Required action -
When transcribing the entries, keep each one exactly as it is.

Supplied entries -
+--

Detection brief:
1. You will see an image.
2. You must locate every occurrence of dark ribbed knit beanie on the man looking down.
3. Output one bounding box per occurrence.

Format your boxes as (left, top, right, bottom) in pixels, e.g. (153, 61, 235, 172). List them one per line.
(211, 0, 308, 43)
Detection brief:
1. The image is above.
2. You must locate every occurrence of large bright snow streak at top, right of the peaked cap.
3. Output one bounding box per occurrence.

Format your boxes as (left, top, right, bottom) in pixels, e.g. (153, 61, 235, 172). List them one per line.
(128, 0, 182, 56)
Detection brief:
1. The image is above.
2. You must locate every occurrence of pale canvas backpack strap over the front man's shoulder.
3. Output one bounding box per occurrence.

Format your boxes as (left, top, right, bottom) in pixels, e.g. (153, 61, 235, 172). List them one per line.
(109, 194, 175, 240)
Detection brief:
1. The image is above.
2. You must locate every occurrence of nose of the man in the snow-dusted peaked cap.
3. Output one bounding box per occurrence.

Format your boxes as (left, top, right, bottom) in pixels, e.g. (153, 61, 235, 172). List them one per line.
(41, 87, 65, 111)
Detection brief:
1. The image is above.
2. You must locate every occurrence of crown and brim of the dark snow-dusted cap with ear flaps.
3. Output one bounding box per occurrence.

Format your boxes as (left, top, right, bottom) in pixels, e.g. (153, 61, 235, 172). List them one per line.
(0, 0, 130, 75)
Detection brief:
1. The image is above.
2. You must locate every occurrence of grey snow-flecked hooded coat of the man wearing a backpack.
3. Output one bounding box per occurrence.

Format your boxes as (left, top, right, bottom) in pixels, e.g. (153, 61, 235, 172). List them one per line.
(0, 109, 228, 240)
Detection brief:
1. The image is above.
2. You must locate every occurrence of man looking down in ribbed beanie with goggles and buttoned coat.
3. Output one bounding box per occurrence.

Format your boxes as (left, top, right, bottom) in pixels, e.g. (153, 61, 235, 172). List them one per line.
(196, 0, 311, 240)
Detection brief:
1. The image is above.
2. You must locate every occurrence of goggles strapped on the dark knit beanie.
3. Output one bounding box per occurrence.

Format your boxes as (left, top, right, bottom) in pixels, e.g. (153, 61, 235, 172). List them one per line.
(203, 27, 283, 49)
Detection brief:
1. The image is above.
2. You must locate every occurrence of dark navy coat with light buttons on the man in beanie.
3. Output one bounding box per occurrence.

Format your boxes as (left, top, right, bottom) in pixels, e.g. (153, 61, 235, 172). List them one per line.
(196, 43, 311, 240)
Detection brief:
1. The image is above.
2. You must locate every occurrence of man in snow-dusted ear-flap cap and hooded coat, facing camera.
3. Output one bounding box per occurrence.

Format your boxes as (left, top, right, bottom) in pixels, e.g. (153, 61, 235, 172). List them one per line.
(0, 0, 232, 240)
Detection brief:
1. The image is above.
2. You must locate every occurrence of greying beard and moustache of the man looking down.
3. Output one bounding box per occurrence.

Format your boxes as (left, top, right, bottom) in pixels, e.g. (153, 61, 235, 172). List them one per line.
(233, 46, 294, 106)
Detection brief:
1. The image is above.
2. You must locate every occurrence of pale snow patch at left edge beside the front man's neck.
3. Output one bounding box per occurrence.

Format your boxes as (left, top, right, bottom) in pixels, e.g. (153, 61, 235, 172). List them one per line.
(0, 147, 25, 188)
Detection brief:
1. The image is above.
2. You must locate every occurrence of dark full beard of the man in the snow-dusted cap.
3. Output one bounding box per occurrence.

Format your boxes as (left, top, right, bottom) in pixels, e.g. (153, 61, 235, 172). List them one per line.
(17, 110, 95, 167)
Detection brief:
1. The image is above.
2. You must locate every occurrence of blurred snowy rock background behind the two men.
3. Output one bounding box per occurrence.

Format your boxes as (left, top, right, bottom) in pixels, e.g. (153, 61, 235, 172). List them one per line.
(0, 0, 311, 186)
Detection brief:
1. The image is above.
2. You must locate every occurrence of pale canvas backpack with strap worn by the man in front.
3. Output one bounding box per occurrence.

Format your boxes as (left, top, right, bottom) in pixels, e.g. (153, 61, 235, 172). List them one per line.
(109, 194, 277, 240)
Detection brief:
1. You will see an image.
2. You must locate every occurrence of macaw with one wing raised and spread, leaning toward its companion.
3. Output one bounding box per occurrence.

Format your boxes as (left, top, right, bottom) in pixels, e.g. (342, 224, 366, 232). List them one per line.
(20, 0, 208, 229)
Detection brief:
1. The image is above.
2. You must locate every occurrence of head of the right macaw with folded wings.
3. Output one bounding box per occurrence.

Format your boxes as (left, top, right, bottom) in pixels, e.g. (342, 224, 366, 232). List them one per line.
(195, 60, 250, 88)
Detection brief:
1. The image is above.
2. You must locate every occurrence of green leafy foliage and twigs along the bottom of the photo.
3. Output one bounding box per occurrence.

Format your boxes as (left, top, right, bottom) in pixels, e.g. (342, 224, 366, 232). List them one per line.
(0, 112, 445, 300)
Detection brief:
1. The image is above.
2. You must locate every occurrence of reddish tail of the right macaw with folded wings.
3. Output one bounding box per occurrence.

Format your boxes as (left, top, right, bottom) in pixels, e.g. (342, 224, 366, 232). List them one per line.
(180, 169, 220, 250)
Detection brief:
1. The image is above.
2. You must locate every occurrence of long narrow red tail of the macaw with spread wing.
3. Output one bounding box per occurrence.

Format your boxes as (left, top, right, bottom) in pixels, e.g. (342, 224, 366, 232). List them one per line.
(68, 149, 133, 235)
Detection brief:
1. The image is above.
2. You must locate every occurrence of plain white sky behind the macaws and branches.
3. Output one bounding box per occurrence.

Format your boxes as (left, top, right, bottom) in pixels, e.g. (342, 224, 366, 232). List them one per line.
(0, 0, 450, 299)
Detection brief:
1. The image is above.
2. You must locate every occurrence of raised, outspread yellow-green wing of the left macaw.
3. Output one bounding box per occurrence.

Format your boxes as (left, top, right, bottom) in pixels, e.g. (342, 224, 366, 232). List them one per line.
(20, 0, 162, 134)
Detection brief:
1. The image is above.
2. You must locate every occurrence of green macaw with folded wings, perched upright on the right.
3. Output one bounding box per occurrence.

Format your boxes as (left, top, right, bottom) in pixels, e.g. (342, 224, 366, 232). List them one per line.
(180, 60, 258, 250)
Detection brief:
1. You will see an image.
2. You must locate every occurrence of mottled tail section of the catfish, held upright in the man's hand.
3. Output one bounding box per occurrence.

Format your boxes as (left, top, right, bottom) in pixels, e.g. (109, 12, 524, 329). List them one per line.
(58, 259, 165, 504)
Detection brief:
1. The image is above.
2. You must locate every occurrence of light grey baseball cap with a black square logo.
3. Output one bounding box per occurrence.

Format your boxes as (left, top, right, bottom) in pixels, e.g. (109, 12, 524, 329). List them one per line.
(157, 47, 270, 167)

+--

Expected answer -
Detection brief:
1. You will see an image.
2. You must locate every occurrence of dark ribbed knit beanie on the man looking down.
3. Output one bounding box per occurrence.

Format your boxes as (left, top, right, bottom) in pixels, e.g. (153, 61, 235, 172). List them one per line.
(211, 0, 308, 43)
Detection brief:
1. The image is above.
2. You must locate every occurrence of large bright snow streak at top, right of the peaked cap.
3. Output one bounding box per occurrence.

Format your boxes as (left, top, right, bottom) in pixels, e.g. (153, 61, 235, 172). List them one per line.
(128, 0, 182, 56)
Detection brief:
1. The image is above.
2. You must locate every occurrence of pale canvas backpack strap over the front man's shoulder.
3. Output one bounding box per occurrence.

Format your boxes as (left, top, right, bottom) in pixels, e.g. (153, 61, 235, 172). List them one per line.
(109, 194, 175, 240)
Detection brief:
1. The image is above.
2. You must locate every occurrence of nose of the man in the snow-dusted peaked cap.
3. Output one bounding box per occurrence.

Format your boxes as (left, top, right, bottom) in pixels, e.g. (153, 61, 235, 172). List them one per line.
(41, 87, 65, 111)
Detection brief:
1. The image is above.
2. You must locate every occurrence of crown and brim of the dark snow-dusted cap with ear flaps.
3. Output one bounding box per occurrence.

Format your boxes as (left, top, right, bottom) in pixels, e.g. (153, 61, 235, 172). List them one per line.
(0, 0, 130, 75)
Detection brief:
1. The image is above.
2. You must locate every occurrence of grey snow-flecked hooded coat of the man wearing a backpack.
3. Output one bounding box per occurrence.

Format your boxes as (left, top, right, bottom) in pixels, e.g. (153, 61, 235, 172). List them one per line.
(0, 109, 228, 240)
Detection brief:
1. The image is above.
2. You must locate every occurrence of man looking down in ribbed beanie with goggles and buttoned coat.
3. Output one bounding box per occurrence.

Format your boxes as (left, top, right, bottom) in pixels, e.g. (153, 61, 235, 172). List them one per line.
(196, 0, 311, 240)
Detection brief:
1. The image is above.
2. You must locate every occurrence of goggles strapped on the dark knit beanie.
3. Output one bounding box per occurrence.

Format your boxes as (left, top, right, bottom) in pixels, e.g. (153, 61, 235, 172). List them one per line.
(203, 27, 283, 49)
Detection brief:
1. The image is above.
2. You must locate every occurrence of dark navy coat with light buttons on the man in beanie.
3. Output one bounding box per occurrence.

Format your boxes as (left, top, right, bottom) in pixels, e.g. (153, 61, 235, 172). List them one per line.
(196, 43, 311, 240)
Detection brief:
1. The image is above.
2. You must locate every occurrence of man in snow-dusted ear-flap cap and hooded coat, facing camera.
3. Output one bounding box per occurrence.

Format your boxes as (left, top, right, bottom) in pixels, e.g. (153, 61, 235, 172). List them one per line.
(0, 0, 232, 240)
Detection brief:
1. The image is above.
2. You must locate every occurrence of greying beard and moustache of the man looking down.
3. Output one bounding box per occurrence.

Format your boxes as (left, top, right, bottom) in pixels, e.g. (153, 61, 235, 172). List them one per line.
(233, 46, 294, 106)
Detection brief:
1. The image is above.
2. You must locate every occurrence of pale snow patch at left edge beside the front man's neck.
3. Output one bounding box per occurrence.

Format your boxes as (left, top, right, bottom) in pixels, e.g. (153, 61, 235, 172). List them one per line.
(0, 147, 25, 188)
Detection brief:
1. The image is above.
2. You must locate every occurrence of dark full beard of the man in the snow-dusted cap.
3. Output one bounding box per occurrence.

Format your boxes as (left, top, right, bottom) in pixels, e.g. (153, 61, 235, 172). List them one per line.
(17, 110, 95, 167)
Detection brief:
1. The image is above.
2. You must locate every occurrence of blurred snowy rock background behind the two men.
3. Output one bounding box per occurrence.

Format your boxes as (left, top, right, bottom) in pixels, e.g. (153, 61, 235, 172). List them one per line.
(0, 0, 311, 186)
Detection brief:
1. The image is above.
2. You must locate every occurrence of pale canvas backpack with strap worn by the man in front.
3. Output one bounding box per occurrence.

Format your boxes as (left, top, right, bottom) in pixels, e.g. (153, 61, 235, 172). List them one per line.
(109, 194, 277, 240)
Detection brief:
1. You will see an image.
2. You must locate every occurrence of macaw with one wing raised and spread, leaning toward its companion.
3. Output one bounding box per occurrence.

Format your boxes as (left, top, right, bottom) in pixels, e.g. (342, 224, 366, 232). List them one per line.
(20, 0, 208, 229)
Detection brief:
1. The image is above.
2. You must locate every occurrence of head of the right macaw with folded wings.
3. Output one bounding box per occurrence.

Format your boxes as (left, top, right, bottom) in pixels, e.g. (342, 224, 366, 232). List them one per line.
(195, 60, 250, 88)
Detection brief:
1. The image is above.
2. You must locate every occurrence of green leafy foliage and twigs along the bottom of the photo.
3. Output one bounding box per occurrence.

Format your boxes as (left, top, right, bottom) in pixels, e.g. (342, 224, 366, 232). List them one per line.
(0, 112, 445, 300)
Detection brief:
1. The image is above.
2. You must locate every occurrence of reddish tail of the right macaw with folded wings.
3. Output one bounding box per occurrence.

Format your boxes as (left, top, right, bottom) in pixels, e.g. (342, 224, 366, 232). List them one per line.
(180, 169, 220, 250)
Detection brief:
1. The image is above.
2. You must locate every occurrence of long narrow red tail of the macaw with spread wing.
3. Output one bounding box per occurrence.

Format your boxes as (left, top, right, bottom) in pixels, e.g. (342, 224, 366, 232). List them one per line.
(68, 149, 133, 235)
Detection brief:
1. The image is above.
2. You must locate every occurrence of plain white sky behind the macaws and branches.
3. Output one bounding box per occurrence.

Format your boxes as (left, top, right, bottom) in pixels, e.g. (342, 224, 366, 232). List them one per line.
(0, 0, 450, 299)
Detection brief:
1. The image is above.
2. You must locate every occurrence of raised, outspread yellow-green wing of the left macaw.
3. Output one bounding box per occurrence.

Format your boxes as (left, top, right, bottom) in pixels, e.g. (342, 224, 366, 232). List them one per line.
(20, 0, 162, 134)
Detection brief:
1. The image is above.
2. You must locate every occurrence of green macaw with folded wings, perched upright on the right.
3. Output one bounding box per occurrence.

Format your boxes as (left, top, right, bottom) in pixels, e.g. (342, 224, 366, 232). List them one per line.
(180, 60, 258, 250)
Detection brief:
1. You will see an image.
2. You must locate every occurrence of mottled tail section of the catfish, held upright in the man's hand.
3. Output one bounding box per occurrence.

Format your boxes as (left, top, right, bottom) in pixels, e.g. (109, 12, 524, 329). List them one per line.
(58, 259, 165, 504)
Detection brief:
1. The image is above.
2. You must locate every occurrence of light grey baseball cap with a black square logo.
3. Output one bounding box per occurrence.

Format your boxes as (left, top, right, bottom) in pixels, e.g. (109, 12, 524, 329). List them one per line.
(157, 47, 270, 167)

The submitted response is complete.